> **Task goal**: Drop the pictures and repeat exactly from the "so the thing is I'm looking for the dandelion seed head" line down to the last line of the entries below.

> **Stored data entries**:
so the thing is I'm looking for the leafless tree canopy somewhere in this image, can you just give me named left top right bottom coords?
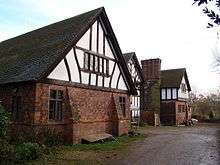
left=193, top=0, right=220, bottom=28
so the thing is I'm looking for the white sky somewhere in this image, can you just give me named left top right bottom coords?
left=0, top=0, right=219, bottom=94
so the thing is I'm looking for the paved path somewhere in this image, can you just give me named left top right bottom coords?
left=111, top=123, right=220, bottom=165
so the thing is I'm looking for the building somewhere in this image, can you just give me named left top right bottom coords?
left=160, top=68, right=191, bottom=125
left=123, top=52, right=143, bottom=122
left=0, top=7, right=137, bottom=143
left=140, top=59, right=161, bottom=126
left=140, top=59, right=191, bottom=126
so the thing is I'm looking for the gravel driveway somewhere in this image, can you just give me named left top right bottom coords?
left=110, top=123, right=220, bottom=165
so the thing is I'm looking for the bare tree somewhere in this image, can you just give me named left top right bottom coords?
left=193, top=0, right=220, bottom=28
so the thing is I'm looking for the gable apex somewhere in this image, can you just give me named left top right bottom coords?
left=0, top=7, right=137, bottom=95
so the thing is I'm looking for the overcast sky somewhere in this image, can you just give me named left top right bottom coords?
left=0, top=0, right=219, bottom=94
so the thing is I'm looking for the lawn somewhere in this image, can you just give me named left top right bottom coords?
left=29, top=134, right=144, bottom=165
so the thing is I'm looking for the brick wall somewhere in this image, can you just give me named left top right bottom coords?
left=161, top=100, right=188, bottom=125
left=141, top=59, right=161, bottom=126
left=0, top=82, right=36, bottom=124
left=160, top=101, right=176, bottom=125
left=0, top=82, right=130, bottom=143
left=175, top=101, right=187, bottom=125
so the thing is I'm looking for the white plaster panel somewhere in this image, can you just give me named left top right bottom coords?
left=178, top=76, right=189, bottom=99
left=105, top=39, right=114, bottom=58
left=118, top=76, right=127, bottom=90
left=98, top=23, right=104, bottom=54
left=48, top=60, right=69, bottom=81
left=111, top=64, right=120, bottom=88
left=75, top=49, right=84, bottom=68
left=91, top=21, right=97, bottom=52
left=104, top=77, right=110, bottom=88
left=98, top=75, right=103, bottom=87
left=81, top=72, right=89, bottom=84
left=65, top=49, right=80, bottom=83
left=76, top=28, right=90, bottom=50
left=90, top=73, right=96, bottom=86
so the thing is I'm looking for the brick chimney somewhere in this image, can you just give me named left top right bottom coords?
left=141, top=58, right=161, bottom=82
left=140, top=58, right=161, bottom=126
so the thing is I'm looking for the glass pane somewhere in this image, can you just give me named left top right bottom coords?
left=161, top=89, right=166, bottom=100
left=119, top=97, right=122, bottom=103
left=57, top=101, right=63, bottom=120
left=172, top=88, right=177, bottom=99
left=57, top=91, right=63, bottom=99
left=49, top=100, right=56, bottom=119
left=50, top=90, right=56, bottom=99
left=167, top=88, right=171, bottom=99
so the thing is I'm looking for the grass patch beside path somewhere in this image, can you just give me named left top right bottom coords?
left=66, top=134, right=145, bottom=151
left=29, top=134, right=145, bottom=165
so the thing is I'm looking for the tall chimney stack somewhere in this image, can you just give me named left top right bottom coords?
left=140, top=58, right=161, bottom=126
left=141, top=58, right=161, bottom=82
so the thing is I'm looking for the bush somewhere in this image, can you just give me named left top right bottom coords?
left=15, top=142, right=41, bottom=162
left=209, top=111, right=215, bottom=119
left=0, top=104, right=10, bottom=138
left=0, top=138, right=15, bottom=163
left=42, top=128, right=63, bottom=147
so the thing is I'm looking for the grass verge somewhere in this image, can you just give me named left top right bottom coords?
left=29, top=134, right=145, bottom=165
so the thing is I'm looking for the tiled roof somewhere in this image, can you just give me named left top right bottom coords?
left=0, top=7, right=103, bottom=85
left=161, top=68, right=191, bottom=91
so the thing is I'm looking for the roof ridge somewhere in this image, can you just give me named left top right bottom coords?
left=161, top=68, right=186, bottom=72
left=0, top=7, right=104, bottom=44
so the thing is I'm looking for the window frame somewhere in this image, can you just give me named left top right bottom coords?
left=83, top=51, right=110, bottom=77
left=49, top=89, right=63, bottom=121
left=11, top=96, right=22, bottom=122
left=119, top=96, right=126, bottom=117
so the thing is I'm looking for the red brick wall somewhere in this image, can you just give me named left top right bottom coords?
left=141, top=58, right=161, bottom=81
left=0, top=82, right=36, bottom=124
left=35, top=83, right=130, bottom=143
left=161, top=100, right=188, bottom=125
left=0, top=82, right=130, bottom=143
left=160, top=101, right=176, bottom=125
left=175, top=101, right=187, bottom=125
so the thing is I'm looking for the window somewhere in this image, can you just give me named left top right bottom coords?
left=181, top=83, right=186, bottom=93
left=12, top=96, right=22, bottom=121
left=119, top=96, right=126, bottom=117
left=182, top=105, right=185, bottom=112
left=161, top=89, right=166, bottom=100
left=167, top=88, right=171, bottom=99
left=178, top=105, right=182, bottom=113
left=172, top=88, right=177, bottom=99
left=83, top=52, right=109, bottom=76
left=49, top=90, right=63, bottom=121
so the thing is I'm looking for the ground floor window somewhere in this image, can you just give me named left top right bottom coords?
left=49, top=90, right=63, bottom=121
left=177, top=104, right=186, bottom=113
left=119, top=96, right=126, bottom=117
left=12, top=96, right=22, bottom=121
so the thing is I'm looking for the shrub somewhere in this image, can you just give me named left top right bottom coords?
left=42, top=128, right=63, bottom=147
left=0, top=138, right=15, bottom=163
left=15, top=142, right=41, bottom=162
left=209, top=111, right=215, bottom=119
left=0, top=104, right=10, bottom=138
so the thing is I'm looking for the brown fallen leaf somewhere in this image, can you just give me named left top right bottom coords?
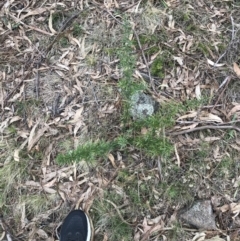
left=20, top=8, right=49, bottom=20
left=198, top=112, right=223, bottom=123
left=233, top=62, right=240, bottom=77
left=28, top=123, right=48, bottom=151
left=108, top=153, right=117, bottom=168
left=204, top=236, right=225, bottom=241
left=227, top=104, right=240, bottom=118
left=177, top=111, right=197, bottom=120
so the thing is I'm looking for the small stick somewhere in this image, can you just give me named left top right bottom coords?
left=132, top=29, right=156, bottom=92
left=35, top=64, right=40, bottom=99
left=231, top=16, right=235, bottom=41
left=157, top=157, right=162, bottom=181
left=211, top=76, right=231, bottom=111
left=105, top=199, right=135, bottom=226
left=168, top=125, right=240, bottom=136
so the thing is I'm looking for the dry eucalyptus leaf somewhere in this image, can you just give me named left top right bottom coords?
left=233, top=62, right=240, bottom=77
left=177, top=111, right=197, bottom=120
left=198, top=112, right=223, bottom=123
left=207, top=59, right=224, bottom=67
left=204, top=236, right=225, bottom=241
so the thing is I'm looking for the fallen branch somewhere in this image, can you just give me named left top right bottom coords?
left=168, top=125, right=240, bottom=136
left=105, top=199, right=135, bottom=226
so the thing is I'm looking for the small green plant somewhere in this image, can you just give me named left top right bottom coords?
left=15, top=99, right=41, bottom=117
left=150, top=51, right=173, bottom=78
left=59, top=37, right=69, bottom=47
left=73, top=23, right=84, bottom=37
left=56, top=140, right=116, bottom=164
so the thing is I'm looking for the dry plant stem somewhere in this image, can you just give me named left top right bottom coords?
left=211, top=76, right=231, bottom=111
left=169, top=125, right=240, bottom=136
left=105, top=199, right=135, bottom=226
left=35, top=64, right=40, bottom=99
left=132, top=29, right=155, bottom=92
left=157, top=157, right=162, bottom=181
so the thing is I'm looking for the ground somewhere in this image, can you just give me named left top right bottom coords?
left=1, top=0, right=240, bottom=240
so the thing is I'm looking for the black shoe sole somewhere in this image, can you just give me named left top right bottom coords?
left=60, top=210, right=91, bottom=241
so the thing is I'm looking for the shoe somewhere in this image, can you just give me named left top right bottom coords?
left=60, top=210, right=91, bottom=241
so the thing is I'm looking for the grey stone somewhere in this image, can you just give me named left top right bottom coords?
left=130, top=92, right=157, bottom=119
left=179, top=200, right=217, bottom=230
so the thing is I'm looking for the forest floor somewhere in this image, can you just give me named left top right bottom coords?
left=1, top=0, right=240, bottom=240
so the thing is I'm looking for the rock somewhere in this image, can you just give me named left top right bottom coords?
left=130, top=92, right=157, bottom=119
left=179, top=200, right=217, bottom=230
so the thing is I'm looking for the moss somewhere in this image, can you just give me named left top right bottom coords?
left=59, top=37, right=69, bottom=47
left=197, top=42, right=216, bottom=57
left=86, top=55, right=97, bottom=66
left=150, top=51, right=173, bottom=78
left=73, top=23, right=84, bottom=37
left=103, top=47, right=117, bottom=56
left=186, top=24, right=198, bottom=32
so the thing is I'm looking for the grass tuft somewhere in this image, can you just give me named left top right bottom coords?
left=56, top=140, right=116, bottom=164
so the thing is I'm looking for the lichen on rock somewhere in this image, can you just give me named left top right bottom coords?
left=130, top=92, right=157, bottom=119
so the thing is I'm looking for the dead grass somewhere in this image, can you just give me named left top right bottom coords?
left=1, top=0, right=240, bottom=240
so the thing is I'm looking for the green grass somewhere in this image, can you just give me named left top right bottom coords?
left=0, top=160, right=29, bottom=208
left=21, top=193, right=58, bottom=217
left=56, top=140, right=116, bottom=164
left=91, top=191, right=132, bottom=240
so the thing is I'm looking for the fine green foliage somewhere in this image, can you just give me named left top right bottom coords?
left=0, top=160, right=28, bottom=208
left=150, top=51, right=173, bottom=78
left=117, top=20, right=146, bottom=98
left=133, top=134, right=173, bottom=157
left=56, top=140, right=116, bottom=164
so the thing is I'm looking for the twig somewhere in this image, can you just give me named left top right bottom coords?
left=105, top=199, right=135, bottom=226
left=52, top=93, right=61, bottom=116
left=35, top=64, right=40, bottom=99
left=157, top=157, right=162, bottom=181
left=211, top=76, right=231, bottom=111
left=168, top=125, right=240, bottom=136
left=132, top=29, right=156, bottom=92
left=214, top=50, right=227, bottom=66
left=231, top=16, right=235, bottom=41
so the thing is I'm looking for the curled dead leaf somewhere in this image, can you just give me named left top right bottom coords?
left=207, top=58, right=224, bottom=67
left=108, top=153, right=117, bottom=168
left=177, top=111, right=197, bottom=120
left=227, top=104, right=240, bottom=119
left=198, top=112, right=223, bottom=123
left=233, top=62, right=240, bottom=77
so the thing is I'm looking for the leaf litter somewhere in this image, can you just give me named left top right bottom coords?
left=1, top=0, right=240, bottom=240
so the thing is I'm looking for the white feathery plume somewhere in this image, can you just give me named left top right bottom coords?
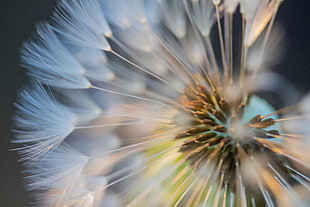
left=212, top=0, right=221, bottom=5
left=21, top=24, right=91, bottom=89
left=26, top=144, right=95, bottom=207
left=54, top=89, right=102, bottom=124
left=161, top=0, right=187, bottom=39
left=224, top=0, right=241, bottom=13
left=14, top=83, right=77, bottom=162
left=182, top=30, right=207, bottom=65
left=102, top=63, right=147, bottom=94
left=28, top=144, right=110, bottom=207
left=102, top=0, right=147, bottom=28
left=73, top=48, right=115, bottom=82
left=103, top=0, right=159, bottom=52
left=15, top=0, right=310, bottom=206
left=240, top=0, right=261, bottom=19
left=242, top=0, right=282, bottom=46
left=25, top=144, right=88, bottom=190
left=52, top=0, right=111, bottom=50
left=185, top=0, right=216, bottom=36
left=246, top=24, right=285, bottom=72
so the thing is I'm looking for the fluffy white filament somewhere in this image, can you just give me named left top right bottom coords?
left=14, top=83, right=77, bottom=162
left=21, top=25, right=91, bottom=89
left=15, top=0, right=310, bottom=206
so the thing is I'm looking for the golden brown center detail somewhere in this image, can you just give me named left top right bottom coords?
left=175, top=85, right=279, bottom=167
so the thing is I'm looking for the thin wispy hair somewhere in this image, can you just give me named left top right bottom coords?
left=14, top=0, right=310, bottom=206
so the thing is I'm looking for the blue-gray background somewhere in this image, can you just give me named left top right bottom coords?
left=0, top=0, right=309, bottom=206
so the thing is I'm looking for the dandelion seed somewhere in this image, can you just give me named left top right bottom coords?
left=14, top=0, right=309, bottom=206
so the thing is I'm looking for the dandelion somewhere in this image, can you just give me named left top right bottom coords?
left=14, top=0, right=310, bottom=206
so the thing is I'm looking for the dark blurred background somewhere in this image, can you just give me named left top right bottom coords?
left=0, top=0, right=309, bottom=206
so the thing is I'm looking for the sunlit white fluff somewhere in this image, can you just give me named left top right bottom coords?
left=185, top=0, right=215, bottom=36
left=161, top=0, right=187, bottom=39
left=242, top=0, right=281, bottom=46
left=21, top=25, right=91, bottom=89
left=102, top=0, right=149, bottom=28
left=73, top=48, right=115, bottom=82
left=103, top=0, right=160, bottom=52
left=224, top=0, right=240, bottom=13
left=15, top=0, right=310, bottom=206
left=14, top=83, right=77, bottom=162
left=246, top=24, right=284, bottom=72
left=55, top=89, right=102, bottom=124
left=52, top=0, right=111, bottom=50
left=25, top=144, right=88, bottom=190
left=27, top=144, right=101, bottom=207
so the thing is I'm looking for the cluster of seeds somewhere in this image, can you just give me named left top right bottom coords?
left=174, top=84, right=289, bottom=189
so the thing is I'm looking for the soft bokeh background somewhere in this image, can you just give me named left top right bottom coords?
left=0, top=0, right=309, bottom=206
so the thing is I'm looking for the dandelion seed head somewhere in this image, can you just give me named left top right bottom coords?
left=14, top=0, right=310, bottom=206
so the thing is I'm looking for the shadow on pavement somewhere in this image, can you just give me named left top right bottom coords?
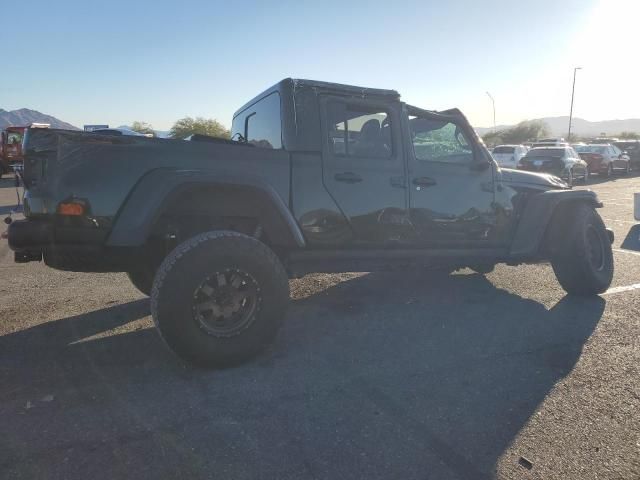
left=0, top=272, right=605, bottom=480
left=621, top=224, right=640, bottom=251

> **Problem solution**:
so the thing is I'm looking for the dandelion seed head somewhere in this image, can you just give me named left top right bottom coords?
left=14, top=0, right=310, bottom=206
so the thing is I'm looking for the shadow on pavement somewhere in this image, can you just give me named left top right bottom coords?
left=0, top=272, right=605, bottom=480
left=621, top=224, right=640, bottom=251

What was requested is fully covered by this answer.